Within the records below is a range that opens at the line with "Query: green shrub" and closes at the line with "like [556, 254].". Return that range word for word, both ends included, and only that range.

━━━━━ Records for this exercise

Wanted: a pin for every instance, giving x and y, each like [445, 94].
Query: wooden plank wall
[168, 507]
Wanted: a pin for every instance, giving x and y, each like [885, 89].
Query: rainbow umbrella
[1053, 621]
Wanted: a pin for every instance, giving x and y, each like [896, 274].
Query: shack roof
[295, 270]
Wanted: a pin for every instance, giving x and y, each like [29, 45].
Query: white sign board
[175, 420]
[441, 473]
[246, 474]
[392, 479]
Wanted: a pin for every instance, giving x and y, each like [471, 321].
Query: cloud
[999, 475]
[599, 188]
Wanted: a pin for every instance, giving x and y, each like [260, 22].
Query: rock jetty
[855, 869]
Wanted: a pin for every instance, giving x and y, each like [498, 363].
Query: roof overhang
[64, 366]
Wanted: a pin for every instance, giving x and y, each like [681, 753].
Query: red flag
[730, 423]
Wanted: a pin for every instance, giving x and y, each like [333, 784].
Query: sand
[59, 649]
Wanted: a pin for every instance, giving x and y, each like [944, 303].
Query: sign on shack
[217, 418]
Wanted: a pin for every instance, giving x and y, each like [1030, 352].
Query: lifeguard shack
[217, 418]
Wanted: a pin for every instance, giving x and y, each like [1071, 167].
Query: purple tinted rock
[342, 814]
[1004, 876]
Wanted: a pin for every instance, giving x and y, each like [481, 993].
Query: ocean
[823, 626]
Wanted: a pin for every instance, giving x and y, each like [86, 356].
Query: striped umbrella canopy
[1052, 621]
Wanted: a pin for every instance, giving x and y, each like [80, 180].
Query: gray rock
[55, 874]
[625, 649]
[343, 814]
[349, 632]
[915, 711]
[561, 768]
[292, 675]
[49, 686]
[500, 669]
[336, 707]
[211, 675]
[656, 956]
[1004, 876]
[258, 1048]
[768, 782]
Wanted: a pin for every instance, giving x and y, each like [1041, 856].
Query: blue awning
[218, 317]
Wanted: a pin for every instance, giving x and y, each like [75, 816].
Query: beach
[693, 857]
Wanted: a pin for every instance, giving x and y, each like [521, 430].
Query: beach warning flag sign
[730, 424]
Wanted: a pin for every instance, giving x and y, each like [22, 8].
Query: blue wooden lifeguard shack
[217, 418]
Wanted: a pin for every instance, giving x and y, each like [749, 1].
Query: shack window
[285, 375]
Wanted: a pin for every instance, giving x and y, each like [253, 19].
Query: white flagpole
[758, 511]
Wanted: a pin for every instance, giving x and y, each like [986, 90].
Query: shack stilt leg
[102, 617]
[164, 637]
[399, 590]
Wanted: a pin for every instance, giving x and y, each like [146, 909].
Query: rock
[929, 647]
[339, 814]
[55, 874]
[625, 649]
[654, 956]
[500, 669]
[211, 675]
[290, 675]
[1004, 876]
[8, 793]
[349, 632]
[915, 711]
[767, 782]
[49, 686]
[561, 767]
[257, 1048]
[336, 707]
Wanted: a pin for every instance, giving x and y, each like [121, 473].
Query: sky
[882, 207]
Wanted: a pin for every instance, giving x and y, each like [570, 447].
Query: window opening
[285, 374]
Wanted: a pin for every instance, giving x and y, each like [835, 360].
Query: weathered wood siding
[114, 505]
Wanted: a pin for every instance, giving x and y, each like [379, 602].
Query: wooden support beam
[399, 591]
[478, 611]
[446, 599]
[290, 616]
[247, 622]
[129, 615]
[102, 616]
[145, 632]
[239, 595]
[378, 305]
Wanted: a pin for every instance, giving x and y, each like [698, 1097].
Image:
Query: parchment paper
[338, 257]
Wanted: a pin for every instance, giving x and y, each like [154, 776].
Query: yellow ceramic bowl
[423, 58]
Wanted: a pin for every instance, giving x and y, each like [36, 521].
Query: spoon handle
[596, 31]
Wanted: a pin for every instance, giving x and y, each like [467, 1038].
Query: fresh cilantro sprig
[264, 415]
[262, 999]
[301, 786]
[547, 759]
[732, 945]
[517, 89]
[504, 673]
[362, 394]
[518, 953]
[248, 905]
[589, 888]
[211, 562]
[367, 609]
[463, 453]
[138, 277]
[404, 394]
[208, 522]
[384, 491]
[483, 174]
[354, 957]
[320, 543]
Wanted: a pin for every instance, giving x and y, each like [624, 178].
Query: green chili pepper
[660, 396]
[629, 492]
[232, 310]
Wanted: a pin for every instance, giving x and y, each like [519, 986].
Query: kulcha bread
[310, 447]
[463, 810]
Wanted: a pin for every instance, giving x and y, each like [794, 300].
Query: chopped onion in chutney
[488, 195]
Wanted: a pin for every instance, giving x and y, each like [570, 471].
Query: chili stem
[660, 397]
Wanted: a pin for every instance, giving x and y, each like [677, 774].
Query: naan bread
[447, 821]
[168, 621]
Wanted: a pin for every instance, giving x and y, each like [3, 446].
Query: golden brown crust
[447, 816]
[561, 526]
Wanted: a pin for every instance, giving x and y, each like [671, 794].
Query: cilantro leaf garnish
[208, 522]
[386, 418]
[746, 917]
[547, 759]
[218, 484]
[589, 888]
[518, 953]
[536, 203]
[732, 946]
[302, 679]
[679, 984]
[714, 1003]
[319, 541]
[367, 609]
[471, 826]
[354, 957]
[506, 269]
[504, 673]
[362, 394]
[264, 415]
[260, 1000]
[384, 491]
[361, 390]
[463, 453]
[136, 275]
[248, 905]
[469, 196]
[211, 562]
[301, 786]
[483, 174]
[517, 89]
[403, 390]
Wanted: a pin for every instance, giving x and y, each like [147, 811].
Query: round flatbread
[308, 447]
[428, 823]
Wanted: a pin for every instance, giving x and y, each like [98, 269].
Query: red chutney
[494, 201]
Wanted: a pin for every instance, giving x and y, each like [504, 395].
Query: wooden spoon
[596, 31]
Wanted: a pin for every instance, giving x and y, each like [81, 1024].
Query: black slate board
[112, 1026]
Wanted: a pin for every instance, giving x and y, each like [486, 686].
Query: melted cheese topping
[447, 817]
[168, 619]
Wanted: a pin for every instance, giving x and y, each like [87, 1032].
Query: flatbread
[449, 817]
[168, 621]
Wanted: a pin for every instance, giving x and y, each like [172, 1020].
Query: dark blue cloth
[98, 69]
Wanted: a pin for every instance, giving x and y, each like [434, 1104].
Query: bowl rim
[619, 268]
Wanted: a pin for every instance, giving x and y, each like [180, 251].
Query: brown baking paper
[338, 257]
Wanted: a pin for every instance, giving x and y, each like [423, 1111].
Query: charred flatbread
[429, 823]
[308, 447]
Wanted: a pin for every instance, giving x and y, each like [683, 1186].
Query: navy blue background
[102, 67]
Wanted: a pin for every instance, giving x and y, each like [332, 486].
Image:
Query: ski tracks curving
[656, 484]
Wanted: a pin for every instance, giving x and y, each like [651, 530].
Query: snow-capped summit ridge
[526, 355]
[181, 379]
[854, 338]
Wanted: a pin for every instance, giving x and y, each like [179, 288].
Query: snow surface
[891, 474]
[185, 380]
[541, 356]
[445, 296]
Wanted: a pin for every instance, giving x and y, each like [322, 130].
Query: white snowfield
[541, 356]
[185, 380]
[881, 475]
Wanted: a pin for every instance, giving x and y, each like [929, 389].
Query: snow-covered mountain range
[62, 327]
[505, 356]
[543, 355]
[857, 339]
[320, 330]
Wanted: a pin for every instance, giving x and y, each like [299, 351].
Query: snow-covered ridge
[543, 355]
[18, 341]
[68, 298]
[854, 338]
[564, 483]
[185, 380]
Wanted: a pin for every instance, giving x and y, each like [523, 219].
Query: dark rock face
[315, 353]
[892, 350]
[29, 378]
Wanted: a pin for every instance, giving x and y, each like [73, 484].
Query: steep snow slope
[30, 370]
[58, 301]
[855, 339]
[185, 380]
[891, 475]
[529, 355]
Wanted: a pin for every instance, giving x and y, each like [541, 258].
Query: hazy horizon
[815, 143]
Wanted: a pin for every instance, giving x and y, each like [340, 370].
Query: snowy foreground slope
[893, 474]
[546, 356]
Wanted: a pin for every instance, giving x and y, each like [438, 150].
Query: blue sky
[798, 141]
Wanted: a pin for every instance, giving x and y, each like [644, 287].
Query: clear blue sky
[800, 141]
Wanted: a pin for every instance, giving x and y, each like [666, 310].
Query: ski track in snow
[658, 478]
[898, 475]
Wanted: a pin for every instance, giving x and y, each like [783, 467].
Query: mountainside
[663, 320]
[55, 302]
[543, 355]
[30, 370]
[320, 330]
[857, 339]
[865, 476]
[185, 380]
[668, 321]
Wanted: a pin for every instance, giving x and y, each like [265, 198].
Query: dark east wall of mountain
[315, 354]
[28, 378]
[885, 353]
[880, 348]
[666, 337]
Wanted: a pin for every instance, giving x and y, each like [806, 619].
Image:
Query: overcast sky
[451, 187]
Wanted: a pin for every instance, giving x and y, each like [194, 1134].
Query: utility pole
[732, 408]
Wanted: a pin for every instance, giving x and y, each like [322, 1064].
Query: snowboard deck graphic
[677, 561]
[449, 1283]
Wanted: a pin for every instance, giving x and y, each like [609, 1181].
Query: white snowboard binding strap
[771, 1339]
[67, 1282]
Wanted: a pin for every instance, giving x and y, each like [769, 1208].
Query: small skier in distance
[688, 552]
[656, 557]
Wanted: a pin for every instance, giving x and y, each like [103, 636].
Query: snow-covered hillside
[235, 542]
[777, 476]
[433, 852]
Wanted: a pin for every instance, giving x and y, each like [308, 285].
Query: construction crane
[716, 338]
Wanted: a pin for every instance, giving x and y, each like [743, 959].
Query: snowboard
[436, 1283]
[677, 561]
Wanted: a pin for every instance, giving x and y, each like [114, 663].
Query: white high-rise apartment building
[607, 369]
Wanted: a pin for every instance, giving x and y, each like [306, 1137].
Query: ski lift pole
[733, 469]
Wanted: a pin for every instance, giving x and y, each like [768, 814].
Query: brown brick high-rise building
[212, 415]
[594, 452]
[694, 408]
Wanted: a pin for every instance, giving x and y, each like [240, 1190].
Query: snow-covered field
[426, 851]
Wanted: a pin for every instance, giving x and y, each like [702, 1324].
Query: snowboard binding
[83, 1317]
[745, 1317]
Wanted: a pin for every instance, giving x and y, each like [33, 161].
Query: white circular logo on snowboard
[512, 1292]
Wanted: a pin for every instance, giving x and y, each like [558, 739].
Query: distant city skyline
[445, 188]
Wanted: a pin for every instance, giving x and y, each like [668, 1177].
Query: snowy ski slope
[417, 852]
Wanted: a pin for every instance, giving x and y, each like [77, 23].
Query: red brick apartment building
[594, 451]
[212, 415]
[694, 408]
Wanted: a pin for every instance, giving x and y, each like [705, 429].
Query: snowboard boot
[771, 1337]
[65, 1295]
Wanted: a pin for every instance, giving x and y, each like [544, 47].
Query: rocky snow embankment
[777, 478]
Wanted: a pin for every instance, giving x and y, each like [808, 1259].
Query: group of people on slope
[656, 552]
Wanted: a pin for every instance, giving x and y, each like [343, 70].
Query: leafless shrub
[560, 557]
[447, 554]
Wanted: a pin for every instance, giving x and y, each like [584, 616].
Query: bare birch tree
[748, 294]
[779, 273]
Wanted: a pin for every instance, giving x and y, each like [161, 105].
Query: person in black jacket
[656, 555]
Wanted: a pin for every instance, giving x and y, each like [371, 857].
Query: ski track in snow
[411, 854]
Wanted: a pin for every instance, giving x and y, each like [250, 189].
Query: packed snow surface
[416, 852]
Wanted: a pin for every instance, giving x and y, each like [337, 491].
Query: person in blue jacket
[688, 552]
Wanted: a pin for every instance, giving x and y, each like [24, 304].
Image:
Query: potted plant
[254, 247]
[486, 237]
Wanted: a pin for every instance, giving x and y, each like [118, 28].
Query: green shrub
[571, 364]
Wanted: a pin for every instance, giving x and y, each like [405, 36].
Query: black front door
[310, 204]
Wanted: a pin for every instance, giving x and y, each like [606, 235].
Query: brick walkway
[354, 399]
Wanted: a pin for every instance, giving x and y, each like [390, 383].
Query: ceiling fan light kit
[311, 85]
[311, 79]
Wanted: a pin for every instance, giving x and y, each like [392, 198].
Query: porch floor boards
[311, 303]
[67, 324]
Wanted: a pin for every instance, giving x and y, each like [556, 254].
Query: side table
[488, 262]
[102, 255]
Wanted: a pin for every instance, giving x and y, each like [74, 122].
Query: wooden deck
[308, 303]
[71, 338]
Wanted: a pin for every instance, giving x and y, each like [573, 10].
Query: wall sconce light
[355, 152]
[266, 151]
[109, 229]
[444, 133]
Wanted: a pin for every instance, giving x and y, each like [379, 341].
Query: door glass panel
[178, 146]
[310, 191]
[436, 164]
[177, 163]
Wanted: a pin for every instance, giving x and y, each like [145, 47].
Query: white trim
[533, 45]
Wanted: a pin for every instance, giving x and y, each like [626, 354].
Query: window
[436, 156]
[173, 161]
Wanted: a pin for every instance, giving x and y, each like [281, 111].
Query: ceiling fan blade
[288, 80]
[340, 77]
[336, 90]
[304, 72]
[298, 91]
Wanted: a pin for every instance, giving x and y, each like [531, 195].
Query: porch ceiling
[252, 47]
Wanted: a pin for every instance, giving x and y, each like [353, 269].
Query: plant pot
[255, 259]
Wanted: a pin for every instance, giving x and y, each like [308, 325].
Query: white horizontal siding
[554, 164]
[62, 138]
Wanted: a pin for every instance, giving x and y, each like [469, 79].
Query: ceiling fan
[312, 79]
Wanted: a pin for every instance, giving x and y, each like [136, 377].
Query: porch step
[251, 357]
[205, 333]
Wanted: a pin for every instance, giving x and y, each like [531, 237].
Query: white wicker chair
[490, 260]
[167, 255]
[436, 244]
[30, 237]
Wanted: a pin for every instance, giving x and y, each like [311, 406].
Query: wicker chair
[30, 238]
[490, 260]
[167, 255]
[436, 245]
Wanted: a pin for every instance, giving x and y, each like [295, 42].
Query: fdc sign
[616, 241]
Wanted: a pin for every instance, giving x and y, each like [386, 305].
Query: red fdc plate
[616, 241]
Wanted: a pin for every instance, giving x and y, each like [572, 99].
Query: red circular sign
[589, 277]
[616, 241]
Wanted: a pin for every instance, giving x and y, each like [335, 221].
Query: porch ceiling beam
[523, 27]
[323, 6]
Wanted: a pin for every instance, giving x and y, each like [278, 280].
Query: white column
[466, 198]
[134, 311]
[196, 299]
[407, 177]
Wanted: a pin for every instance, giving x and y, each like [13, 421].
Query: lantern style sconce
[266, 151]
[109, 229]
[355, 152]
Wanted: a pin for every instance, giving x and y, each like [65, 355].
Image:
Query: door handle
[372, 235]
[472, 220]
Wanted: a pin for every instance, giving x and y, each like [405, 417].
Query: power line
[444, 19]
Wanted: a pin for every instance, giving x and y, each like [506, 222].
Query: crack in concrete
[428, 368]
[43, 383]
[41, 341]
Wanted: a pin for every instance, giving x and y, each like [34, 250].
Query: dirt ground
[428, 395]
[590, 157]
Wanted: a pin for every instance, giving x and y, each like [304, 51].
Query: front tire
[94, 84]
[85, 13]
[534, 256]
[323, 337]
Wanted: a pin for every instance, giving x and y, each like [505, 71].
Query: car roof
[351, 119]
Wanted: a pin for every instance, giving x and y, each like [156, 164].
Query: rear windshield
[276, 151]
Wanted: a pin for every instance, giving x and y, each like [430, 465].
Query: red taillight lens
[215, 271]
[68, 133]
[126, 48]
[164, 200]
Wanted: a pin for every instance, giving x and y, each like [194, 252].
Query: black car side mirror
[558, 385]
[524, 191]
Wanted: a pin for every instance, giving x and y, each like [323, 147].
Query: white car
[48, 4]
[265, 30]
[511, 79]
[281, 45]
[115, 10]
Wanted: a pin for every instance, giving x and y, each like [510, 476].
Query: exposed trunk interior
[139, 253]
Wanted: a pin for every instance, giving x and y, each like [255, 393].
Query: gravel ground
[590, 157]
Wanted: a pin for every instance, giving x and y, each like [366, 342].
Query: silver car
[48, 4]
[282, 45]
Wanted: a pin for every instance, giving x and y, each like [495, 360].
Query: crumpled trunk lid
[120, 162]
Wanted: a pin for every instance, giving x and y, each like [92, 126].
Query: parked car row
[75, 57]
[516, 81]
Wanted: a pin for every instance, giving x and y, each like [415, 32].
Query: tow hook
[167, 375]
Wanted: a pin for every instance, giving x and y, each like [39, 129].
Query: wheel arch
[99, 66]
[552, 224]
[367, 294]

━━━━━━━━━━

Result of this exercise:
Query: green shrub
[571, 364]
Wanted: a pin for every instance, giving x and y, each like [405, 36].
Query: black front door
[310, 204]
Wanted: a pin for every instance, giving x and y, each like [606, 235].
Query: brick walkway
[354, 399]
Wanted: a pin for every instance, giving x and y, each like [390, 383].
Query: ceiling fan light kit
[311, 85]
[311, 79]
Wanted: a pin for every instance, giving x and y, each like [392, 198].
Query: porch floor boards
[311, 303]
[67, 324]
Wanted: a pin for every instance, giving x and y, each like [556, 254].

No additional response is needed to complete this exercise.